### Supplied information ###

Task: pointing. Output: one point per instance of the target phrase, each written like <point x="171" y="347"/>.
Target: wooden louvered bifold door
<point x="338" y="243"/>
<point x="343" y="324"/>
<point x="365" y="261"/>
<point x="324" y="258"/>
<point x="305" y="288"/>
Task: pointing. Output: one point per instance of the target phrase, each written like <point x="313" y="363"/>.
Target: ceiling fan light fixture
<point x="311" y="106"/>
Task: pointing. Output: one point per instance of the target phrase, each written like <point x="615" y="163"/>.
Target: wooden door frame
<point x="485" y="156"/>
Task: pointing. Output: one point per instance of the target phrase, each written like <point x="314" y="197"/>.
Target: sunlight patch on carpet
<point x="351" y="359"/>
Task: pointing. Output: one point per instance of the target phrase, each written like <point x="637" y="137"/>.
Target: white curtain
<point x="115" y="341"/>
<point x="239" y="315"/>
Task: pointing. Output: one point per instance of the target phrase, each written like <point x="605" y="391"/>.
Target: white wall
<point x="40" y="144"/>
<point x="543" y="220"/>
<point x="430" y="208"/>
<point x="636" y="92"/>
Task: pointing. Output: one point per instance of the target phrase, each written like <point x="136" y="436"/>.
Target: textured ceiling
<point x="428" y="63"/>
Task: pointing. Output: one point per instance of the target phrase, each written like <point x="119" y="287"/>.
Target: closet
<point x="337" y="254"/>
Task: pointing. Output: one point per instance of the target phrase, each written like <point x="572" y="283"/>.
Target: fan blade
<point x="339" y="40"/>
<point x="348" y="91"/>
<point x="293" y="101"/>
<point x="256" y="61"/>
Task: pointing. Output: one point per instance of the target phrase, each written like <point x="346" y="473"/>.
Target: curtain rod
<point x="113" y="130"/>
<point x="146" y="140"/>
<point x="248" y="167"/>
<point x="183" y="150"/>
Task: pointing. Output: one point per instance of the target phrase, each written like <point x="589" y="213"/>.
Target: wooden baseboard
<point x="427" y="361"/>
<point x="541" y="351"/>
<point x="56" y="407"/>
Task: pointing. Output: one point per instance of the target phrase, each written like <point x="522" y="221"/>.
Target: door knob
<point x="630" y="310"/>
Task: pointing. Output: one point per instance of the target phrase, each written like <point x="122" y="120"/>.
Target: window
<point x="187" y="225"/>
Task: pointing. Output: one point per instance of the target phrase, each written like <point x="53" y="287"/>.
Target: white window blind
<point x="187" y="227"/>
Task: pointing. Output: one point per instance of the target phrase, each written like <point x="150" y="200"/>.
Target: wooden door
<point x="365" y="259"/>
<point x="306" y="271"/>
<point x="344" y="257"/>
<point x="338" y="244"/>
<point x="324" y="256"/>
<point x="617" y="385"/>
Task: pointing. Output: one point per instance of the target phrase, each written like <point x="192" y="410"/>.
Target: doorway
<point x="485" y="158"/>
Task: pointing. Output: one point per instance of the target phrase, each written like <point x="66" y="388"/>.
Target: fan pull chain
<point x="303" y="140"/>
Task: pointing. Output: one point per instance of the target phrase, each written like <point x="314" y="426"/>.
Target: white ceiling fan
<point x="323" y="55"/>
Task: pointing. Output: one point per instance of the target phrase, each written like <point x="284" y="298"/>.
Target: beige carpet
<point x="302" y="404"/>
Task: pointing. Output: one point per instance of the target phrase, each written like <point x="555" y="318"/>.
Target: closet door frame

###

[What you will do] Would you reproduce all the entries exactly?

[Answer below]
Task: pointing. Output: one point per instance of the target phrase, each written like <point x="171" y="347"/>.
Target: wooden louvered bifold door
<point x="338" y="243"/>
<point x="343" y="324"/>
<point x="365" y="261"/>
<point x="324" y="258"/>
<point x="305" y="288"/>
Task: pointing. Output: one point per instance of the target phrase, each written like <point x="313" y="363"/>.
Target: ceiling fan light fixture
<point x="311" y="106"/>
Task: pointing. Output: one point per instance of the target phrase, each written like <point x="615" y="163"/>.
Target: wooden door frame
<point x="485" y="156"/>
Task: pointing. Output: one point per instance of the target phrase, each written like <point x="314" y="197"/>.
Target: sunlight patch on carpet
<point x="351" y="359"/>
Task: pointing. Output: one point per instance of the target phrase, each written like <point x="637" y="137"/>.
Target: white curtain
<point x="115" y="341"/>
<point x="239" y="315"/>
Task: pointing. Output: one point per instance of the target phrase, each written like <point x="605" y="391"/>.
Target: white wall
<point x="40" y="144"/>
<point x="543" y="220"/>
<point x="430" y="208"/>
<point x="636" y="92"/>
Task: pointing. Output: one point per instance of the target phrase, each written like <point x="136" y="436"/>.
Target: textured ceiling
<point x="428" y="63"/>
Task: pointing. Output: one point per instance of the target phrase, each written like <point x="119" y="287"/>.
Target: closet
<point x="337" y="254"/>
Task: pointing. Output: one point per instance of the target phrase, each written like <point x="572" y="283"/>.
Target: fan blade
<point x="339" y="40"/>
<point x="348" y="91"/>
<point x="293" y="101"/>
<point x="256" y="61"/>
Task: pointing. Output: one point per instance of the target phrase, each written like <point x="346" y="473"/>.
Target: curtain rod
<point x="113" y="130"/>
<point x="146" y="140"/>
<point x="248" y="167"/>
<point x="183" y="150"/>
Task: pointing. Output: one point per instance of the target phrase, each written like <point x="589" y="213"/>.
Target: wooden baseboard
<point x="427" y="361"/>
<point x="541" y="351"/>
<point x="56" y="407"/>
Task: pointing. Output: one point per instance of the target phrase, each written like <point x="522" y="221"/>.
Target: door knob
<point x="630" y="310"/>
Task: pointing. Output: one point per instance of the target phrase, each written like <point x="122" y="120"/>.
Target: window
<point x="187" y="225"/>
Task: pointing. Output: one point per instance of the target phrase, each written like <point x="53" y="287"/>.
Target: white window blind
<point x="187" y="227"/>
Task: pointing. Output: one point per instance of the target phrase, each written like <point x="150" y="200"/>.
Target: wooden door
<point x="365" y="259"/>
<point x="306" y="271"/>
<point x="344" y="257"/>
<point x="338" y="244"/>
<point x="324" y="256"/>
<point x="617" y="385"/>
Task: pointing. Output: one point per instance of the target phrase, each written like <point x="192" y="410"/>.
Target: doorway
<point x="485" y="158"/>
Task: pointing. Output: one point per instance of the target phrase, each written like <point x="66" y="388"/>.
Target: fan pull chain
<point x="303" y="140"/>
Task: pointing. Output: one point per instance of the target phrase, each written like <point x="314" y="426"/>.
Target: white ceiling fan
<point x="323" y="55"/>
Task: pointing. Output: one point per instance of the target phrase, each written like <point x="284" y="298"/>.
Target: beige carpet
<point x="302" y="404"/>
Task: pointing. Output: one point per instance of the target phrase, each written like <point x="555" y="318"/>.
Target: closet door frame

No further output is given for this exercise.